Within the entries below, the lines from the one with "Locate the rusty metal" through the one with "Locate the rusty barrel" are to be set down exactly, both ends kept.

DATASET RECORDS -
· · ·
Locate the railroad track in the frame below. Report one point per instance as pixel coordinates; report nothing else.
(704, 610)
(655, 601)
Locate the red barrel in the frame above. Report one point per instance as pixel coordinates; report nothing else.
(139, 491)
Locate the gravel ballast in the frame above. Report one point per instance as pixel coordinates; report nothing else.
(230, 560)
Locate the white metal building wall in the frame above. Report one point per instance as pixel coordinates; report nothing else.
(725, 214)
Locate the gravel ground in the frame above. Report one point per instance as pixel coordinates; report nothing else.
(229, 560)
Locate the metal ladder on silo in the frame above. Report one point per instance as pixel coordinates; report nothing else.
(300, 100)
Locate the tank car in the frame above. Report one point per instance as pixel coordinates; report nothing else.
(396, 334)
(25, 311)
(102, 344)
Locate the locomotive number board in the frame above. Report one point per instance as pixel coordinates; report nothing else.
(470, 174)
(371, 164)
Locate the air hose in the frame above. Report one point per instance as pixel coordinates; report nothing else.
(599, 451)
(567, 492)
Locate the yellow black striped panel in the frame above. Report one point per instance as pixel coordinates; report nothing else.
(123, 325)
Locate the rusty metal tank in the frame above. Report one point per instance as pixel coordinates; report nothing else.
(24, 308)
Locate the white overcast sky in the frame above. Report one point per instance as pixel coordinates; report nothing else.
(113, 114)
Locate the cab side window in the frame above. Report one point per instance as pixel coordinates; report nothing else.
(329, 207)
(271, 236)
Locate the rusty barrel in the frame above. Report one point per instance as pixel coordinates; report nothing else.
· · ·
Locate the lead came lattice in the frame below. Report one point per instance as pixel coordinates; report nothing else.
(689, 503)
· · ·
EXERCISE RESULT -
Locate the rusty metal tank in the frame above. Report one point per instance as pixel coordinates; report nothing else.
(24, 308)
Locate the white overcast sky in the frame above. Report one point per instance as pixel coordinates; report nothing else.
(113, 114)
Locate the cab side window in the frame above. Report one point per instance as pixel coordinates; report nothing else.
(329, 207)
(271, 236)
Locate the rusty barrel in the frame above. Report one point per instance as pixel coordinates; report nothing else.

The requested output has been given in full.